Available data:
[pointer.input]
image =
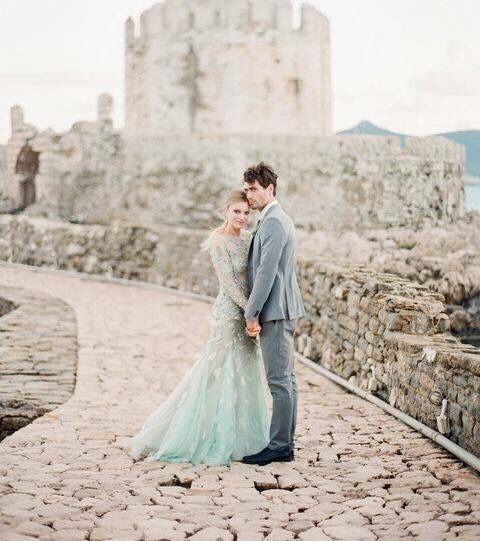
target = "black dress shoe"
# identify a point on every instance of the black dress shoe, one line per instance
(248, 458)
(268, 455)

Work item: Set down the material above exactly as written, but not the pictures.

Problem solution:
[pointer.input]
image =
target = "black dress shoe"
# identify a point on every instance of the black dress shoe, one line per instance
(248, 458)
(268, 455)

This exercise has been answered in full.